- Aim of the task
Count the lines in the listing below that contain the string "green", matching case exactly. Reply with that number only.

- The data

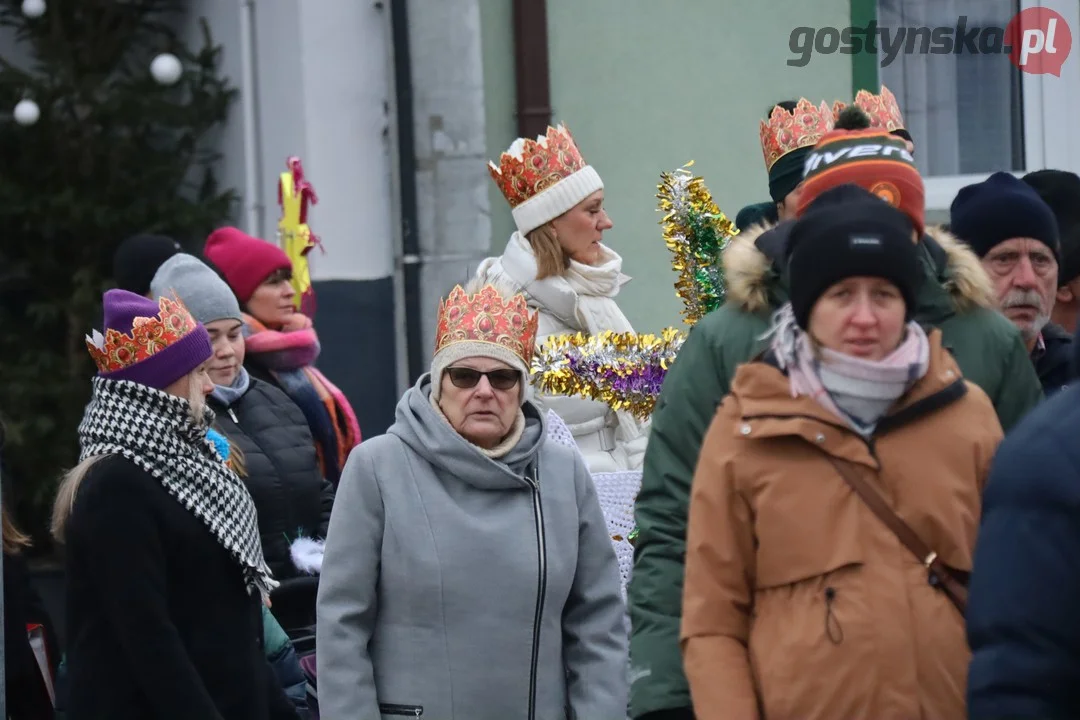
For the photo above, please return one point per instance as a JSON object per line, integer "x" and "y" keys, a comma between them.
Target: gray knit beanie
{"x": 207, "y": 297}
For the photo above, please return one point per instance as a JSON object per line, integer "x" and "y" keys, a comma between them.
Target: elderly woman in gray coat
{"x": 468, "y": 572}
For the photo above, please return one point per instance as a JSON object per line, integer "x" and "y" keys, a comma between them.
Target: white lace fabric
{"x": 617, "y": 492}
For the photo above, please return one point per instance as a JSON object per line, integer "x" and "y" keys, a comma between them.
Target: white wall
{"x": 322, "y": 87}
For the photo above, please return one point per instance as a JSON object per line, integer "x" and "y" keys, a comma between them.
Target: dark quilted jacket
{"x": 291, "y": 496}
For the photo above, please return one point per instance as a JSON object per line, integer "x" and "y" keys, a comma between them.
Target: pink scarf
{"x": 856, "y": 391}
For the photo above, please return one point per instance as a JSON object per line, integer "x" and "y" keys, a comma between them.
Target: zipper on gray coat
{"x": 541, "y": 585}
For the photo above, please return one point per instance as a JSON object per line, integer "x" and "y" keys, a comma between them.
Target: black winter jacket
{"x": 1025, "y": 584}
{"x": 27, "y": 695}
{"x": 282, "y": 473}
{"x": 160, "y": 623}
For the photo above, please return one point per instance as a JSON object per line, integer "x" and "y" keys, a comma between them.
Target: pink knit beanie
{"x": 245, "y": 261}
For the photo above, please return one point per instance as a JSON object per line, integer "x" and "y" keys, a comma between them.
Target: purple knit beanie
{"x": 151, "y": 343}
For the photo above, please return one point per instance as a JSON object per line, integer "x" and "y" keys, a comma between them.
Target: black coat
{"x": 291, "y": 496}
{"x": 160, "y": 623}
{"x": 1025, "y": 583}
{"x": 282, "y": 470}
{"x": 1054, "y": 364}
{"x": 27, "y": 695}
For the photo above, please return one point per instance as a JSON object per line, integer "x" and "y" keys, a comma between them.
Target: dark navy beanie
{"x": 846, "y": 233}
{"x": 999, "y": 208}
{"x": 1061, "y": 191}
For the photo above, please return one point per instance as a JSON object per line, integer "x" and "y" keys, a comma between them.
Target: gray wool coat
{"x": 456, "y": 587}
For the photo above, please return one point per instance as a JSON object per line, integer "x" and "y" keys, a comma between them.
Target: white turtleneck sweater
{"x": 581, "y": 300}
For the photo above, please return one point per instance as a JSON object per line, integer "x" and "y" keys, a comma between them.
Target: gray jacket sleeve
{"x": 348, "y": 602}
{"x": 595, "y": 637}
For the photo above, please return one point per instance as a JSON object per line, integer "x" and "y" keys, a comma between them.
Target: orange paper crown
{"x": 116, "y": 351}
{"x": 791, "y": 131}
{"x": 487, "y": 317}
{"x": 531, "y": 166}
{"x": 882, "y": 109}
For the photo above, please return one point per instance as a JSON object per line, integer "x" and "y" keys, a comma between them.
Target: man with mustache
{"x": 1015, "y": 234}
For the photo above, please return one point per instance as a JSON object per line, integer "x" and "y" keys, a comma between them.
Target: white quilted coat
{"x": 609, "y": 442}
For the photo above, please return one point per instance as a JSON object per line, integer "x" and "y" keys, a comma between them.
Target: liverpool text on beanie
{"x": 999, "y": 208}
{"x": 872, "y": 159}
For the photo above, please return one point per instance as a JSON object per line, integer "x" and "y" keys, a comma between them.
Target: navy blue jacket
{"x": 1054, "y": 364}
{"x": 1024, "y": 610}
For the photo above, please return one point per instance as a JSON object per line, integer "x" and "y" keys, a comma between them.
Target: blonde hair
{"x": 14, "y": 540}
{"x": 552, "y": 260}
{"x": 69, "y": 485}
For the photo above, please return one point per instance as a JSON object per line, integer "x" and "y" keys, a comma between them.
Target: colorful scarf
{"x": 856, "y": 391}
{"x": 289, "y": 355}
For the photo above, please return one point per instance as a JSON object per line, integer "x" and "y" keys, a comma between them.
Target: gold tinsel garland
{"x": 696, "y": 231}
{"x": 622, "y": 369}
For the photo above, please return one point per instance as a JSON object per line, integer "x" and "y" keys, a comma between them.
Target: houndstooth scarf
{"x": 156, "y": 431}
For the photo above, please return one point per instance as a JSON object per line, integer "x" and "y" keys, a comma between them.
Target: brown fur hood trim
{"x": 747, "y": 271}
{"x": 968, "y": 283}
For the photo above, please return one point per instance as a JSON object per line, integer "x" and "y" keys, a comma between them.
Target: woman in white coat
{"x": 557, "y": 260}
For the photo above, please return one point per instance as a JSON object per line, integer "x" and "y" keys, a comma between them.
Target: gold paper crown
{"x": 882, "y": 109}
{"x": 791, "y": 131}
{"x": 116, "y": 351}
{"x": 487, "y": 317}
{"x": 531, "y": 166}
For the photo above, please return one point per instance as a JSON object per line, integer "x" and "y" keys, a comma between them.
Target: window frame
{"x": 1051, "y": 111}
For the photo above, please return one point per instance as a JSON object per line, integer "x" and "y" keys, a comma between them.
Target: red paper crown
{"x": 531, "y": 166}
{"x": 116, "y": 351}
{"x": 487, "y": 317}
{"x": 882, "y": 109}
{"x": 791, "y": 131}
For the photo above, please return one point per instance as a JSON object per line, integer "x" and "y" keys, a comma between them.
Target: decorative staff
{"x": 622, "y": 369}
{"x": 696, "y": 231}
{"x": 296, "y": 239}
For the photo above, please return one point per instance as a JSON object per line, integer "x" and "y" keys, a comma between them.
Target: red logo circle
{"x": 1039, "y": 41}
{"x": 888, "y": 192}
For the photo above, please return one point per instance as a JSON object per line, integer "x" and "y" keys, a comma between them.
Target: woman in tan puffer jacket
{"x": 799, "y": 601}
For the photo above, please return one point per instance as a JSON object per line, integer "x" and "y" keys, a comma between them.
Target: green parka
{"x": 955, "y": 296}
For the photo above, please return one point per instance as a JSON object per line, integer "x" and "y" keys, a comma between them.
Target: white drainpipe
{"x": 248, "y": 98}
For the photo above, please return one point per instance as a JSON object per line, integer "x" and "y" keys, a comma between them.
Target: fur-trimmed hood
{"x": 752, "y": 275}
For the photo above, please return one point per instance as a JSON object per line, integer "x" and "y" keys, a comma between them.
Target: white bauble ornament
{"x": 34, "y": 8}
{"x": 27, "y": 112}
{"x": 166, "y": 69}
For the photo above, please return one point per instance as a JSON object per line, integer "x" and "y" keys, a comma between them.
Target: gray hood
{"x": 423, "y": 430}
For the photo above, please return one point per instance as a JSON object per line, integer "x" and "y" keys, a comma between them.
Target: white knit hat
{"x": 543, "y": 178}
{"x": 458, "y": 351}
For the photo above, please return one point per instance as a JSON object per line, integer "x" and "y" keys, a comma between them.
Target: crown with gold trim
{"x": 531, "y": 166}
{"x": 117, "y": 351}
{"x": 785, "y": 131}
{"x": 882, "y": 109}
{"x": 543, "y": 178}
{"x": 486, "y": 316}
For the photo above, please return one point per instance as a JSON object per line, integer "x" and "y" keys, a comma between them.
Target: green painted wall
{"x": 646, "y": 86}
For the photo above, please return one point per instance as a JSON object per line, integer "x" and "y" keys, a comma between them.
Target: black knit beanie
{"x": 999, "y": 208}
{"x": 858, "y": 235}
{"x": 1061, "y": 190}
{"x": 137, "y": 259}
{"x": 786, "y": 173}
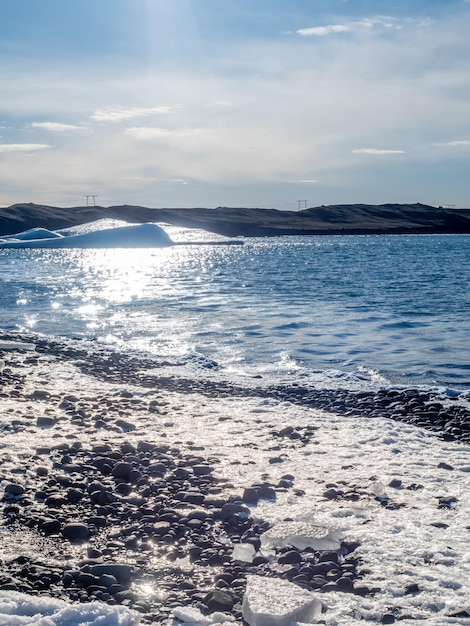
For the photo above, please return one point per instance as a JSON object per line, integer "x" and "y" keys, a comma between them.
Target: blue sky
{"x": 235, "y": 102}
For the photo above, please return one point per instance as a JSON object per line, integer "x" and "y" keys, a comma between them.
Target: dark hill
{"x": 252, "y": 222}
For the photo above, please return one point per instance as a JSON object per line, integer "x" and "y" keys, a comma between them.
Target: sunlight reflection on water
{"x": 393, "y": 305}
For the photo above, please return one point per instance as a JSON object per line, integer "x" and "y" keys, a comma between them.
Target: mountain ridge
{"x": 343, "y": 219}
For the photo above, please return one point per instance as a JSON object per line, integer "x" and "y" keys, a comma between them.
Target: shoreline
{"x": 165, "y": 477}
{"x": 347, "y": 219}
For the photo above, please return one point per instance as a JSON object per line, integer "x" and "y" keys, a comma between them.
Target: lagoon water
{"x": 352, "y": 311}
{"x": 332, "y": 312}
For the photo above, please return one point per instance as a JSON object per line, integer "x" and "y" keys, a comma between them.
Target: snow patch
{"x": 301, "y": 535}
{"x": 275, "y": 602}
{"x": 18, "y": 609}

- Exercise answer
2